Exercise objective - From the line with "In this exercise you will identify every instance of the distant" down to the final line of the records below, retype everything exactly and leave out the rest.

Records shown -
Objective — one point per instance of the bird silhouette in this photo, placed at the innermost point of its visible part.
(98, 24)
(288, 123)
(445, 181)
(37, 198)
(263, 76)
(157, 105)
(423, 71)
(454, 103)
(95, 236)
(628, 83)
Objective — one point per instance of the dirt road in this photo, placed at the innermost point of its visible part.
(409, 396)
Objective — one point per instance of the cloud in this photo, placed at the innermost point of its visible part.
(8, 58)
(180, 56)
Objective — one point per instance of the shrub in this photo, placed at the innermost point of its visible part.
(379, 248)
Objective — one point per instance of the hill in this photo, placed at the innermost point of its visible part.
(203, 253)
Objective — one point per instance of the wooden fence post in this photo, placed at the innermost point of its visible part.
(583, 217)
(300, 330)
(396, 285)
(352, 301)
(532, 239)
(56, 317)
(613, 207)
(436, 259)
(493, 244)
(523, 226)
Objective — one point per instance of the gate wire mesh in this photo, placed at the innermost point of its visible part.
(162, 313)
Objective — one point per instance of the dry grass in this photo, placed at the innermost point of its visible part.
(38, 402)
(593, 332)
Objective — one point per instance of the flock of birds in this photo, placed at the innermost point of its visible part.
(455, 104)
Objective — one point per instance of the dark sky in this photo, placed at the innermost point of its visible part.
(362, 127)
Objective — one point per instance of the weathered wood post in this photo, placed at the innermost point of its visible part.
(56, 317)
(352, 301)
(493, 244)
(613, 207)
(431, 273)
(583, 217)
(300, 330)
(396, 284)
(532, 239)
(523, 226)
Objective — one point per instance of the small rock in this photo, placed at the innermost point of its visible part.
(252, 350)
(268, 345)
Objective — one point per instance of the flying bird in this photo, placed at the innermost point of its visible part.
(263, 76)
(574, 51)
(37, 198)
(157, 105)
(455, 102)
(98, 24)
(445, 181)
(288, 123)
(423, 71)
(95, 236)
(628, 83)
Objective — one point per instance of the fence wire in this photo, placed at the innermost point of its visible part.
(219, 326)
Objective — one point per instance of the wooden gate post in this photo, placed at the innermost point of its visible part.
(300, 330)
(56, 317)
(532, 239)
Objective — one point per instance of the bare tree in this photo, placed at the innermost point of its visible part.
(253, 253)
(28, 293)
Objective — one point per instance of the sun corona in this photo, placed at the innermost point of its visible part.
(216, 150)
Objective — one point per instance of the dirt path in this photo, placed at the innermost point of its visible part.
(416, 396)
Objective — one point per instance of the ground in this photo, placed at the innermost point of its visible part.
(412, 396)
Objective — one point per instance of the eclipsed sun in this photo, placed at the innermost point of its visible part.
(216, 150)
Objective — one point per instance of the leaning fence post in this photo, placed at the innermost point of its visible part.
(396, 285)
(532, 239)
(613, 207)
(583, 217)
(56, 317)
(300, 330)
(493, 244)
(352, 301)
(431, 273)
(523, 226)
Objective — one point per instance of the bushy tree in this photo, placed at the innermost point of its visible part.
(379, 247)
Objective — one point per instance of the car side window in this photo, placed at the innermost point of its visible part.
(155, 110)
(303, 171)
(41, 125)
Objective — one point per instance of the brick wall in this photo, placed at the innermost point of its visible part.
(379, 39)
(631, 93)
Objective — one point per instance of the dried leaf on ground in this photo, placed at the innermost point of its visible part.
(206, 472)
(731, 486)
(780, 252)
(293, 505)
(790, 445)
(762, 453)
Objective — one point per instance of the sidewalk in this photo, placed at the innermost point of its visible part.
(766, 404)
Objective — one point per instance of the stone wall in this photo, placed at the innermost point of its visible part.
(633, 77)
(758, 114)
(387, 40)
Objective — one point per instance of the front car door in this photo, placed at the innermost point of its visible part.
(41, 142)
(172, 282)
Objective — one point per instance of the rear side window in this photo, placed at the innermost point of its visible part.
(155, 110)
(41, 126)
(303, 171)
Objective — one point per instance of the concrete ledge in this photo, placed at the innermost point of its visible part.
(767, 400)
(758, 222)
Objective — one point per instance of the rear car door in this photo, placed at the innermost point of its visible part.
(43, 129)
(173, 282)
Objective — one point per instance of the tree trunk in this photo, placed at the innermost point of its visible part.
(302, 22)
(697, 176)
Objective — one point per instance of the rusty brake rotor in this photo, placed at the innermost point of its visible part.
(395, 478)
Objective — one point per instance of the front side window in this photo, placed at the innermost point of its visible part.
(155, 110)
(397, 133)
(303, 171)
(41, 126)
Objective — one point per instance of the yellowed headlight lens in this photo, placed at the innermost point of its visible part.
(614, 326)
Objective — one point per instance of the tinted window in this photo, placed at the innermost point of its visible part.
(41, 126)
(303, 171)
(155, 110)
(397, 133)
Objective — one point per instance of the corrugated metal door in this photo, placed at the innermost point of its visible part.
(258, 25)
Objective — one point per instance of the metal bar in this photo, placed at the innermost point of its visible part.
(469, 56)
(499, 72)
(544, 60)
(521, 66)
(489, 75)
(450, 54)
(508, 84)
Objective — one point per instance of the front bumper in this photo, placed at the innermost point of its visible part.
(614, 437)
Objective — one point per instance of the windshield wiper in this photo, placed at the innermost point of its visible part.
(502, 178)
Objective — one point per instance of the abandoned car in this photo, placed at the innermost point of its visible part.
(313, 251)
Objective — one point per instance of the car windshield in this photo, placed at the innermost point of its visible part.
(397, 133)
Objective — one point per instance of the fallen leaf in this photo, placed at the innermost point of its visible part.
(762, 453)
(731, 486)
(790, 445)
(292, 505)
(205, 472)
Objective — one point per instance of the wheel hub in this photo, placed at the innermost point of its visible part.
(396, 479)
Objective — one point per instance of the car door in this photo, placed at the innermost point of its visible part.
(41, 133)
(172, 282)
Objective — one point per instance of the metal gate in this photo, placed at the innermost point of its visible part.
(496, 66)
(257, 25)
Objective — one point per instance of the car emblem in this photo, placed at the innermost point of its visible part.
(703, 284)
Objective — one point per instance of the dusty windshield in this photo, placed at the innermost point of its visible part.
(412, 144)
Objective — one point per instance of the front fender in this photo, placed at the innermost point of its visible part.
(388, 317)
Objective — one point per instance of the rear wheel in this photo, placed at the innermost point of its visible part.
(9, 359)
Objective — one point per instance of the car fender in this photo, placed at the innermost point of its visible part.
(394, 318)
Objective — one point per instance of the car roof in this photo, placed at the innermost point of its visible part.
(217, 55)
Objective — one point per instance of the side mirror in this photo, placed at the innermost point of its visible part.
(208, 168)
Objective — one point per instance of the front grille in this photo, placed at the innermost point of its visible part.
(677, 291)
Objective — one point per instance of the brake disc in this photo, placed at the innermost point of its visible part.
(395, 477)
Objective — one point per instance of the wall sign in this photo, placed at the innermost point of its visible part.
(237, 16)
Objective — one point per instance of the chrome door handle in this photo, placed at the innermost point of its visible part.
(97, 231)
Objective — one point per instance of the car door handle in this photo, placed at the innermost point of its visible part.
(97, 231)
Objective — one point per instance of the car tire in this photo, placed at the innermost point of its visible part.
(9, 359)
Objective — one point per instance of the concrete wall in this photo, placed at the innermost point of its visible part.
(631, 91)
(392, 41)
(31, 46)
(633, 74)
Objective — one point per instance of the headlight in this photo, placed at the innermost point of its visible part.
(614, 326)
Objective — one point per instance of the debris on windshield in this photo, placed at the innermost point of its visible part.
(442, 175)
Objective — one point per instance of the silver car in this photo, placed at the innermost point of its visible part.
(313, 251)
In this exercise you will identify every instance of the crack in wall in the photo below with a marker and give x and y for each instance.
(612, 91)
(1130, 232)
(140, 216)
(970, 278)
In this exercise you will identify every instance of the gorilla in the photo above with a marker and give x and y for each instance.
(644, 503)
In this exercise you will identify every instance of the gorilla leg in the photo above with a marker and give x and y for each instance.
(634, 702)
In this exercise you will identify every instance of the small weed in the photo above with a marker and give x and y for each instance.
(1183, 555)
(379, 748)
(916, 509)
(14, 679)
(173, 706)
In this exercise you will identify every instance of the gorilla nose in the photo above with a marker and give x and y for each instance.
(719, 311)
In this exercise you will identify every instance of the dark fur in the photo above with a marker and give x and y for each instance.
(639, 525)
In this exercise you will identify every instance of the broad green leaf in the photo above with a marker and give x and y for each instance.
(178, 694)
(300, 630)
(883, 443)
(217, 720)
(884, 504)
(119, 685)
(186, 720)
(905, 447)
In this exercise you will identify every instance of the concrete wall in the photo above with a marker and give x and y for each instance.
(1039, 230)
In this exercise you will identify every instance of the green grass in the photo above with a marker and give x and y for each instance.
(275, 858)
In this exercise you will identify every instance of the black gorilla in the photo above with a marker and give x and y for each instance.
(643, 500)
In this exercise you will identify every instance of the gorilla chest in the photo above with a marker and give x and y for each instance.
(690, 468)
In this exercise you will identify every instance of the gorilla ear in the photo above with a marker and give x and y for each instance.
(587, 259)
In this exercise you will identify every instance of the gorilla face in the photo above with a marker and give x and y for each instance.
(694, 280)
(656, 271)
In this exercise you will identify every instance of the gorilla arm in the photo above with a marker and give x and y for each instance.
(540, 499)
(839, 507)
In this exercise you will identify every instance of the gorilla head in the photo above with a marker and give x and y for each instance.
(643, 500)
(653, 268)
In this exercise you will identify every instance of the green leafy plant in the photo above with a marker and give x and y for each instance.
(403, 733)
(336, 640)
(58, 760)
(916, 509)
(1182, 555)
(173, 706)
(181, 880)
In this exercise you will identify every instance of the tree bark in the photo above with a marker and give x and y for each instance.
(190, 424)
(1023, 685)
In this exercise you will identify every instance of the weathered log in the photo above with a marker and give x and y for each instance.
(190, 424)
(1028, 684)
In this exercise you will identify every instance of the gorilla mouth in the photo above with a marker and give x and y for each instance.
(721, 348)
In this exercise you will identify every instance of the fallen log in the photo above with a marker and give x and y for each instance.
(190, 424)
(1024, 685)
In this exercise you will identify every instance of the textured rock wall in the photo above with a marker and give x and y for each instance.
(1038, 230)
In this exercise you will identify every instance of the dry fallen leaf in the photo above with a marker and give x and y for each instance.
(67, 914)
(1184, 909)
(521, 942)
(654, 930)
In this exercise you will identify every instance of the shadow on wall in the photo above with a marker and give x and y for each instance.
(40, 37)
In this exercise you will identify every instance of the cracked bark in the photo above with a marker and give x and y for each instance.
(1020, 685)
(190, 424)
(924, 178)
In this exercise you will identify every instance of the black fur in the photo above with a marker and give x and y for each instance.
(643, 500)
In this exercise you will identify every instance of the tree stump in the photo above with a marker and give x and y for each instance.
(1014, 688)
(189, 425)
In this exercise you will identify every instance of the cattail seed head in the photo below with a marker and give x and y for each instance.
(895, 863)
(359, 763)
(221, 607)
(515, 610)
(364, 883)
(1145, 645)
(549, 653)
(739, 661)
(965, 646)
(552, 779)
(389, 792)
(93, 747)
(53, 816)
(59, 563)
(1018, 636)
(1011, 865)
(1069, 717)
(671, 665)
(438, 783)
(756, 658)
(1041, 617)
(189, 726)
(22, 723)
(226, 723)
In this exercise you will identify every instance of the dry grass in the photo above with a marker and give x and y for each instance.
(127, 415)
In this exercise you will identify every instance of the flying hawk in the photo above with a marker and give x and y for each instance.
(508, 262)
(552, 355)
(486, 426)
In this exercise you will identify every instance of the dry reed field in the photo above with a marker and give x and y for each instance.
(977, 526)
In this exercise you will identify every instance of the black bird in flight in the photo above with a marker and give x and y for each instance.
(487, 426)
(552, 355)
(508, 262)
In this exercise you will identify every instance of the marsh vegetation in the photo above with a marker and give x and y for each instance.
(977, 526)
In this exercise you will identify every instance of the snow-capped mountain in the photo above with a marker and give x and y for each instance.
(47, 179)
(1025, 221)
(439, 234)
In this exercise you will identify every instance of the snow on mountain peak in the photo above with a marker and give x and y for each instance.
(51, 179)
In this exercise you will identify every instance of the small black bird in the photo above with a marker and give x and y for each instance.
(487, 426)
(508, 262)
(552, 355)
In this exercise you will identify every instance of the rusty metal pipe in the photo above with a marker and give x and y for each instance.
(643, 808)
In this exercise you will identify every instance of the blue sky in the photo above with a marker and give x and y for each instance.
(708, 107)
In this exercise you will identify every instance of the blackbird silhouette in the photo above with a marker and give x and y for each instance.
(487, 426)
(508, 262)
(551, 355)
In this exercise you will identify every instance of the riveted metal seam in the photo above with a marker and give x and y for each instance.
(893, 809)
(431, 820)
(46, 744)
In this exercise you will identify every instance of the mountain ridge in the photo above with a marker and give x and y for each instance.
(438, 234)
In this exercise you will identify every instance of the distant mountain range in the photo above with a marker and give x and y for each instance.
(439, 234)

Solution for this task -
In this exercise you will identify every instance of the distant mountain range in the photo above with a marker and give x and y for each instance.
(439, 234)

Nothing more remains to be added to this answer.